Exercise prompt: Reproduce all of the material below with every "place a point" changed to "put a marker" and nothing else altered. Leave the pictures out.

Data provided:
+--

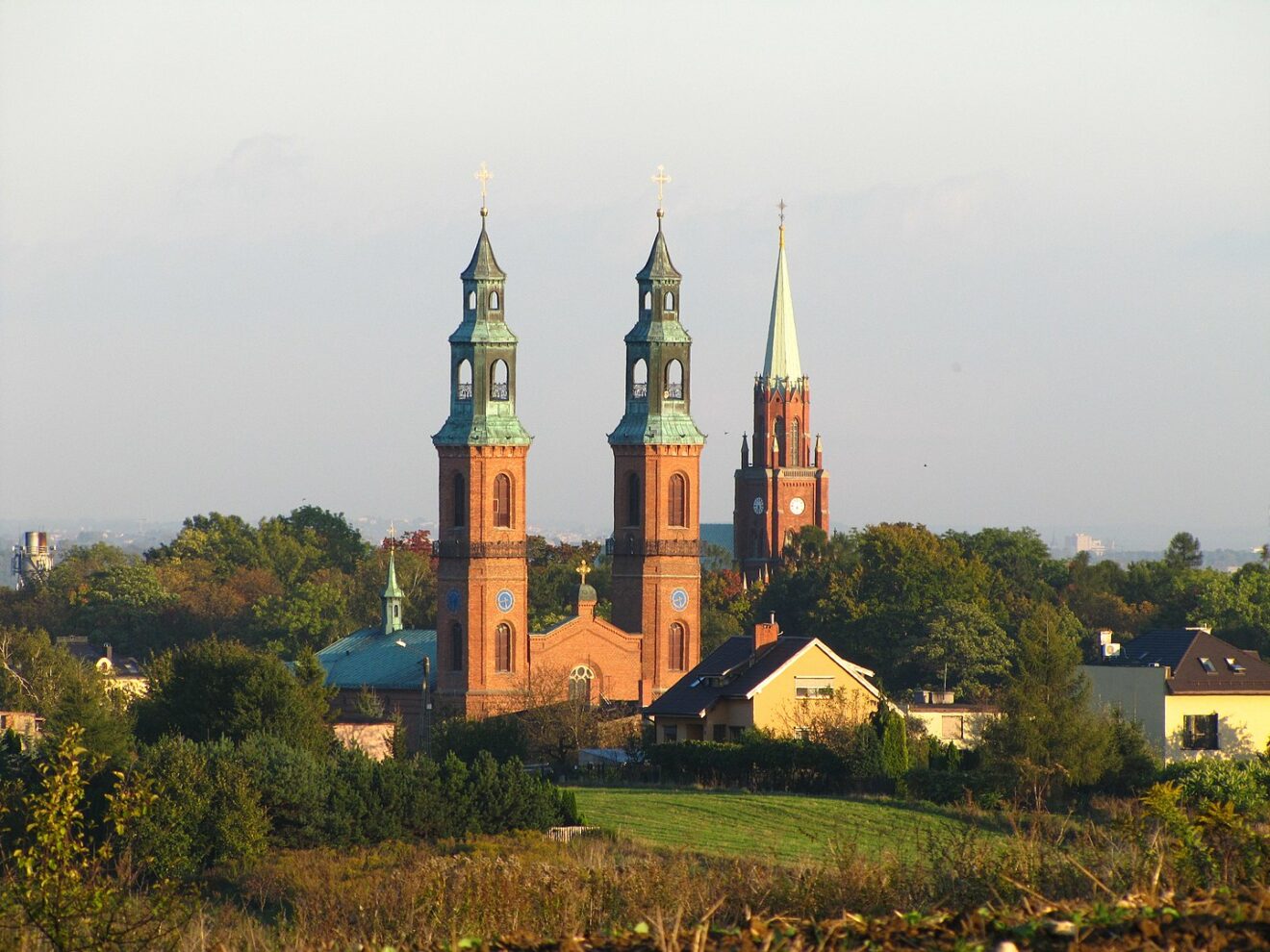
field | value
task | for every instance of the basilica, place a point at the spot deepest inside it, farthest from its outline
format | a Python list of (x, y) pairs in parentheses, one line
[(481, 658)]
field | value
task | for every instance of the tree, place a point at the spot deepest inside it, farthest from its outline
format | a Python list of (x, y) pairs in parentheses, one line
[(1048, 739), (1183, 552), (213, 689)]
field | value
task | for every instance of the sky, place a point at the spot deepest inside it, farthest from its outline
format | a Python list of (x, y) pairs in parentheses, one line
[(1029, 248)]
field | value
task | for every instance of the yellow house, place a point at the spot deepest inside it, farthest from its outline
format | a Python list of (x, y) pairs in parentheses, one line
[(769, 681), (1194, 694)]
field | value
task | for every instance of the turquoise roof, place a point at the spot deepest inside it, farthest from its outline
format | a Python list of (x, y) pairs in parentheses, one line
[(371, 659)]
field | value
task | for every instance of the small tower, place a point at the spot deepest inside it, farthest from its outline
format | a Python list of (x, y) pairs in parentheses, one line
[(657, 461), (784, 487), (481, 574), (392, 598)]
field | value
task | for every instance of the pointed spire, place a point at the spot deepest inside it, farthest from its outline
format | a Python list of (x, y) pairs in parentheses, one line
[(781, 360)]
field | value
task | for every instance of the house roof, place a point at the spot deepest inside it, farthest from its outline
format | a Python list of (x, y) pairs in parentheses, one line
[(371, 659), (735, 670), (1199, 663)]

+--

Completed exercise:
field | value
task | for every instance of the basilica, put a marker at the spot deepest inside it, farthest from its outline
format | a Python list of (x, y) pairs in parentheses, one line
[(481, 658)]
field | value
task | for every instance of the tree, put a marker at the spot deepest inside it, farthest from its outline
format | a Python list of (x, y) pairs in parentheses, one line
[(1048, 739), (1183, 552), (213, 689)]
field | value
task | for every instance of the sky, put a marker at the spot deepest inside it, farthest from its outline
format | a Python list of (x, y) pairs in parentheses, one line
[(1029, 248)]
field | value
task | for every instance of the yellow house, put a marker at the spot deepest inside it, farthest from its outline
format | a Python list of (x, y) pairs in parentheses, one line
[(769, 681), (1194, 694)]
field | value
task | for every instance of the turquoise roof, put a marker at the spot deepest inside it, farthest from its outline
format | a Python list of (x, y) pairs in parentheses, one line
[(371, 659)]
field | value
task | for every instance of the small tower, put a marker at the spot deepest inside it, farthest from its outline
format | a Python list of (x, y) pairs in parentheses, one line
[(657, 461), (784, 487), (481, 574), (392, 598)]
field | value
task | for every instance of the pointed spire, put a marker at the spot deepest inside it, farthest from its outline
format | a Python list of (x, y) pairs in parentheses, one line
[(781, 360)]
field | value
task | for every instance of the house roof, put a marker at the spot deepest inside it, farthest from its outline
format | a Python list of (x, y) pairs in parentheses, one line
[(371, 659), (735, 670), (1199, 663)]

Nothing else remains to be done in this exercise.